╭─ GIVEN DATA

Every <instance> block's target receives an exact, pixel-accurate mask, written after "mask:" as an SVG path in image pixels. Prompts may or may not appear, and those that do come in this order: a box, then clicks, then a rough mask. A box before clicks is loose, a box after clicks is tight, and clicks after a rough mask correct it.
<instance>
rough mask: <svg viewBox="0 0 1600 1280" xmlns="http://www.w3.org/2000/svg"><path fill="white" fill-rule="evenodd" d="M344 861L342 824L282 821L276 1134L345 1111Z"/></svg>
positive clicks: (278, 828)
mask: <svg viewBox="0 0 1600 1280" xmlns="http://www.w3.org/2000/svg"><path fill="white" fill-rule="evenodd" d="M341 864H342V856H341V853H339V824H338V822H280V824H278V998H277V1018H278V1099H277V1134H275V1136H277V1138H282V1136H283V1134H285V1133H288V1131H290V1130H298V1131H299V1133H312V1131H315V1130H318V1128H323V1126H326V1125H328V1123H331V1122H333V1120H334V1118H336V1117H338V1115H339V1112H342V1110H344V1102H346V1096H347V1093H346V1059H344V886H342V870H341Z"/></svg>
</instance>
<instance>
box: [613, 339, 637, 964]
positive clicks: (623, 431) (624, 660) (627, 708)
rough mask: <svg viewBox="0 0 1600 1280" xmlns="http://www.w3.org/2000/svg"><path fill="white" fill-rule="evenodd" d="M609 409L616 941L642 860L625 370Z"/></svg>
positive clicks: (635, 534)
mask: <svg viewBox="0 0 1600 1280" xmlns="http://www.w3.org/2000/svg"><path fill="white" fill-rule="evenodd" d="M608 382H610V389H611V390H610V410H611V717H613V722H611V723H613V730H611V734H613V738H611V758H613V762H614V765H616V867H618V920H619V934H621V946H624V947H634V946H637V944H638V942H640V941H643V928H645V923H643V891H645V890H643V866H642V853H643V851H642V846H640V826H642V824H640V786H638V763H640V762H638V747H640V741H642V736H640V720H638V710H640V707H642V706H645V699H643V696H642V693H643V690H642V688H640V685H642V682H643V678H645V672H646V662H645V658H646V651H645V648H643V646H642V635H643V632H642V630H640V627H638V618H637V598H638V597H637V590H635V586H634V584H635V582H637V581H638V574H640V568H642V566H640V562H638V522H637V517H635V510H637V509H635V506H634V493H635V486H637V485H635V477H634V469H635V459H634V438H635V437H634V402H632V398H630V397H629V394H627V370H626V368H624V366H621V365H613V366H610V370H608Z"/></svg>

╰─

= DESCRIPTION OF THE TASK =
Give a word-for-word copy of the records.

= ANSWER BOX =
Every <instance> block's target receives an exact, pixel-accurate mask, written after "mask:" as an SVG path in image pixels. Prompts may or may not appear, and those that do come in this order: a box, then clicks, then a rough mask. A box before clicks is loose, a box after clicks is tight, and clicks after a rough mask correct it.
<instance>
rough mask: <svg viewBox="0 0 1600 1280" xmlns="http://www.w3.org/2000/svg"><path fill="white" fill-rule="evenodd" d="M344 861L342 824L282 821L276 1134L345 1111Z"/></svg>
positive clicks: (278, 828)
mask: <svg viewBox="0 0 1600 1280" xmlns="http://www.w3.org/2000/svg"><path fill="white" fill-rule="evenodd" d="M341 864H342V856H341V853H339V824H338V822H280V824H278V998H277V1018H278V1099H277V1134H275V1136H277V1138H282V1136H283V1134H285V1133H288V1131H290V1130H298V1131H299V1133H312V1131H315V1130H318V1128H323V1126H326V1125H328V1123H331V1122H333V1120H334V1118H336V1117H338V1115H339V1112H342V1110H344V1102H346V1096H347V1093H346V1059H344V886H342V870H341Z"/></svg>
</instance>
<instance>
box: [613, 339, 637, 964]
positive clicks: (623, 431) (624, 660) (627, 708)
rough mask: <svg viewBox="0 0 1600 1280" xmlns="http://www.w3.org/2000/svg"><path fill="white" fill-rule="evenodd" d="M609 409L616 941L642 860L625 370Z"/></svg>
positive clicks: (635, 534)
mask: <svg viewBox="0 0 1600 1280" xmlns="http://www.w3.org/2000/svg"><path fill="white" fill-rule="evenodd" d="M608 382H610V389H611V390H610V410H611V717H613V722H611V723H613V730H611V734H613V738H611V758H613V762H614V765H616V867H618V920H619V934H621V946H624V947H634V946H637V944H638V942H640V941H643V928H645V923H643V891H645V890H643V866H642V853H643V851H642V846H640V826H642V824H640V786H638V763H640V762H638V747H640V741H642V736H640V720H638V710H640V707H642V706H645V699H643V696H642V693H643V690H642V688H640V685H642V682H643V678H645V672H646V662H645V658H646V651H645V648H643V646H642V635H643V632H642V630H640V627H638V618H637V598H638V597H637V590H635V586H634V584H635V582H637V581H638V574H640V568H642V566H640V562H638V522H637V517H635V510H637V509H635V506H634V493H635V486H637V485H635V477H634V469H635V459H634V438H635V437H634V402H632V398H630V397H629V394H627V370H626V368H624V366H621V365H613V366H610V370H608Z"/></svg>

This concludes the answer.